[Start EXTRACTED INFORMATION]

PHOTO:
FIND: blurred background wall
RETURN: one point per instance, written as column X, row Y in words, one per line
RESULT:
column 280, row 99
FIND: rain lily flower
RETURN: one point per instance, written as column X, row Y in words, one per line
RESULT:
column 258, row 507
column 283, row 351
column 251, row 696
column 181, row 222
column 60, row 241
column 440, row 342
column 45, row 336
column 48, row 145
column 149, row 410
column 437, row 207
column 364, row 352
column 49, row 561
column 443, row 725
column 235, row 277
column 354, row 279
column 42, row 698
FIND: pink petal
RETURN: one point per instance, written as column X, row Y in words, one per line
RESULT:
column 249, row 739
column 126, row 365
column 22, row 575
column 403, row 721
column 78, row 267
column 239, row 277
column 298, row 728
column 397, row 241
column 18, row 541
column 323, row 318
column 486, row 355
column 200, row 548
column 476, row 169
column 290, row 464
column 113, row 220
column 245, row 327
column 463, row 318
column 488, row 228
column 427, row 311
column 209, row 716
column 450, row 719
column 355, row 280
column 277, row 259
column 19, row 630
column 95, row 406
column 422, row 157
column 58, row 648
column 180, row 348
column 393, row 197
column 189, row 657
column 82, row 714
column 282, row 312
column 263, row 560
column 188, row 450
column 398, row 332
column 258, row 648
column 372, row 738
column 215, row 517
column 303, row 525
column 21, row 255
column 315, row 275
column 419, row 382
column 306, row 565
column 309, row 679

[End EXTRACTED INFORMATION]

# [TASK TO COMPLETE]
Reproduce the lines above word for word, beginning with the very first one and continuing through the line containing "column 42, row 698".

# [THE RESULT]
PHOTO:
FIND: blurred background wall
RETURN: one point per instance, written as column X, row Y in words, one per line
RESULT:
column 280, row 99
FIND: rain lily flower
RETURN: one point per instance, written as column X, row Y in words, one per line
RESULT:
column 258, row 507
column 283, row 351
column 251, row 696
column 181, row 222
column 60, row 241
column 440, row 342
column 45, row 336
column 48, row 145
column 149, row 410
column 437, row 207
column 364, row 352
column 49, row 561
column 443, row 725
column 235, row 277
column 354, row 279
column 42, row 698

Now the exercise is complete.